### Source data

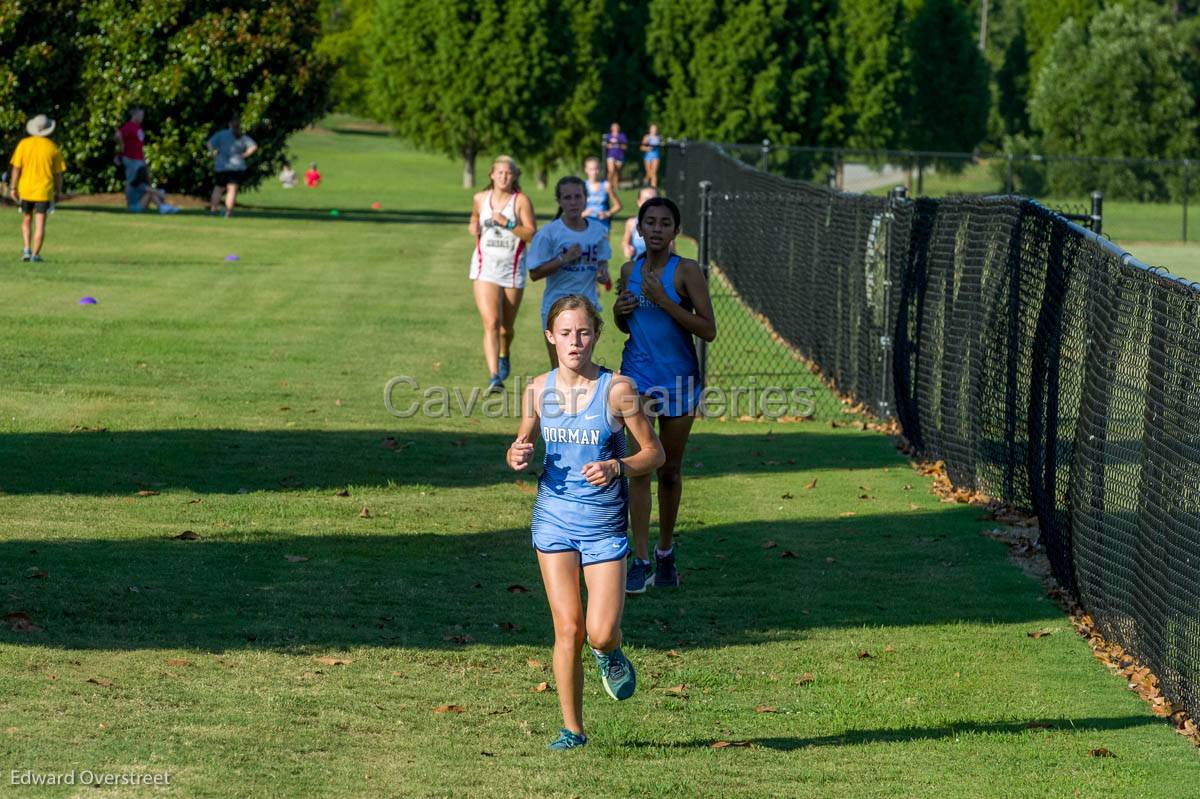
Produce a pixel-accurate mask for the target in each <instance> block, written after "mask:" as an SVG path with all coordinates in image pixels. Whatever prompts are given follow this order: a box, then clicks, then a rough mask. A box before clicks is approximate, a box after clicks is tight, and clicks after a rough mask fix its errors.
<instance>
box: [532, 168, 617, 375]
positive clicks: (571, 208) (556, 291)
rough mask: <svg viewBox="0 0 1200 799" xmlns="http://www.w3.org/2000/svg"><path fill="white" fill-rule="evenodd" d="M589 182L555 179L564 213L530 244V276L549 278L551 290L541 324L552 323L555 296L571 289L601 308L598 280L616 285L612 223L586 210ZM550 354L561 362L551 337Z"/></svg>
mask: <svg viewBox="0 0 1200 799" xmlns="http://www.w3.org/2000/svg"><path fill="white" fill-rule="evenodd" d="M586 188H587V186H586V184H584V182H583V181H582V180H580V179H578V178H576V176H575V175H566V176H565V178H560V179H559V181H558V184H556V185H554V197H556V198H557V199H558V214H557V215H556V216H554V221H553V222H551V223H550V224H547V226H546V227H545V228H542V229H541V230H539V232H538V235H536V236H534V239H533V244H532V245H530V246H529V248H530V251H532V252H530V256H529V263H532V264H534V266H533V269H530V270H529V280H533V281H540V280H545V281H546V292H545V294H542V299H541V326H542V329H544V330H545V329H546V318H547V314H548V313H550V306H551V305H553V302H554V300H557V299H558V298H560V296H566V295H568V294H582V295H583V296H586V298H587V299H588V300H590V301H592V305H594V306H595V307H596V308H598V310H600V298H599V296H598V292H596V283H601V284H602V286H605V287H607V288H612V278H611V277H610V276H608V260H610V259H611V258H612V247H611V245H610V244H608V229H607V228H606V227H604V226H602V224H601V223H600V222H596V221H595V220H594V218H589V217H587V216H586V215H584V212H583V208H584V203H586V199H584V191H586ZM546 352H547V354H548V355H550V367H551V368H554V367H556V366H558V360H557V355H556V352H554V343H553V342H551V341H547V342H546Z"/></svg>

######

Each line in the data that holds the string "clicks" needs to be copied.

§ **Result below**:
Produce a pixel-accurate mask for the target in each <instance> block, written after "mask:" as an SVG path with all coordinates in image pixels. Whatever prompts are given follow this order: a box, then clicks, then a rough mask. A box before clicks is approximate, a box after clicks is tight, and clicks after a rough mask fix its errors.
positive clicks: (571, 208) (556, 291)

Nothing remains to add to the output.